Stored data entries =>
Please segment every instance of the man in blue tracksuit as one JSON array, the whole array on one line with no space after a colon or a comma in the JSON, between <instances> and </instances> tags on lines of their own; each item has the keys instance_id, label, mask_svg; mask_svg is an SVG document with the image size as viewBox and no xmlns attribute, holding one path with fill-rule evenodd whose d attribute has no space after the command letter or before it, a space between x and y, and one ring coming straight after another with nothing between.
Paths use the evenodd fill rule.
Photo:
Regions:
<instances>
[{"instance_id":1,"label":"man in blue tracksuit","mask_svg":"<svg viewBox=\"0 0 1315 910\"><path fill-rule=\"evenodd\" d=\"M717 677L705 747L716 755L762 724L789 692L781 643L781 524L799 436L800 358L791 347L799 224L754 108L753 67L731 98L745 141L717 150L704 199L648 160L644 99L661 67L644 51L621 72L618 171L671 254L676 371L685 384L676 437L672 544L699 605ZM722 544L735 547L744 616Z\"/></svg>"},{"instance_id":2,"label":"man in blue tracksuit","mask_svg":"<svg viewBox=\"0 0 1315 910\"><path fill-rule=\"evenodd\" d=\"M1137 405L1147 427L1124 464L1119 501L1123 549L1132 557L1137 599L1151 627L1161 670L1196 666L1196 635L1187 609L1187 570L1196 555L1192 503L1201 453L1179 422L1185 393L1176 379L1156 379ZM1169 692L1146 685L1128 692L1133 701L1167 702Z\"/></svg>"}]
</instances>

Work instruction => An exact copy of every entry above is required.

Response below =>
Please segment every instance of the man in blue tracksuit as one JSON array, the whole array on one line with no space after a colon or a comma in the JSON, between <instances> and </instances> tags on lines of their own; each item has the keys instance_id, label, mask_svg; mask_svg is an SVG document with the image size as viewBox and no xmlns attribute, holding one path with fill-rule evenodd whose d attribute has no space after the command letter or before it, a space between x and y, and one ring coming straight after another with nothing between.
Paths use the evenodd fill rule.
Photo:
Regions:
<instances>
[{"instance_id":1,"label":"man in blue tracksuit","mask_svg":"<svg viewBox=\"0 0 1315 910\"><path fill-rule=\"evenodd\" d=\"M717 677L705 747L716 755L762 724L789 692L781 643L781 524L799 436L800 358L791 347L799 224L754 108L753 67L731 98L745 141L717 150L704 199L648 160L644 99L661 67L644 51L621 72L618 171L671 254L676 371L685 384L676 437L672 544L699 605ZM722 544L735 547L744 616Z\"/></svg>"},{"instance_id":2,"label":"man in blue tracksuit","mask_svg":"<svg viewBox=\"0 0 1315 910\"><path fill-rule=\"evenodd\" d=\"M1137 405L1147 427L1124 464L1119 501L1123 549L1132 557L1137 599L1151 627L1161 670L1196 666L1196 635L1187 609L1187 570L1196 555L1192 503L1201 453L1179 422L1185 393L1176 379L1156 379ZM1169 692L1146 685L1128 692L1133 701L1167 702Z\"/></svg>"}]
</instances>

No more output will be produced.